▶ **ACTION ITEM**:
A bare number is the expected answer: the count of lines in the records that contain the word "rough".
### RECORDS ###
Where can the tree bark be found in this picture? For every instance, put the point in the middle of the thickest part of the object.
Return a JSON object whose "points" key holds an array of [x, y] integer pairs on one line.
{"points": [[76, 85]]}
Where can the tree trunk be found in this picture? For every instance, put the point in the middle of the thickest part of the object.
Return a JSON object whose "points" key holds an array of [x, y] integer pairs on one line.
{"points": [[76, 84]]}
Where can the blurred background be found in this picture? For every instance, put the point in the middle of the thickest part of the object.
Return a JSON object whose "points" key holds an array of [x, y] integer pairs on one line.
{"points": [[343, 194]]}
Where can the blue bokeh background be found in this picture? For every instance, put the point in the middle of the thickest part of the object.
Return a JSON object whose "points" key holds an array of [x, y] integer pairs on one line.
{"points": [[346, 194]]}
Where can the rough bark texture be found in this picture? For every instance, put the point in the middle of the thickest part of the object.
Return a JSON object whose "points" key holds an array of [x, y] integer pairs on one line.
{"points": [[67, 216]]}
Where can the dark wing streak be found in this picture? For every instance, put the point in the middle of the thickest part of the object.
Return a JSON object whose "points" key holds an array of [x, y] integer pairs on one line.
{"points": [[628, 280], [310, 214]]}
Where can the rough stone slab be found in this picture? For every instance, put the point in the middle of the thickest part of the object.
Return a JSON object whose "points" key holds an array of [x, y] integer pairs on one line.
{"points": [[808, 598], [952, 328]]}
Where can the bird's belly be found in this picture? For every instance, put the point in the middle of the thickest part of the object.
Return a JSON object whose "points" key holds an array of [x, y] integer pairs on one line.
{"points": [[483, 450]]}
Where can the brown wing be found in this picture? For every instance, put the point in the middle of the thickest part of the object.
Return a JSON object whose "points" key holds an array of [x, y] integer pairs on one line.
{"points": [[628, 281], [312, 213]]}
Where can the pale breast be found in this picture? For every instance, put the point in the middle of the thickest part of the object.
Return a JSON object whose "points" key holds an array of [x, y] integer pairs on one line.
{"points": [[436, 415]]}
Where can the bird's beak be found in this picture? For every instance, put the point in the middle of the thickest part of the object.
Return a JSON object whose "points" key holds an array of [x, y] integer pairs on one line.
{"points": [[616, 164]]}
###
▶ **OUTPUT OF THE TASK**:
2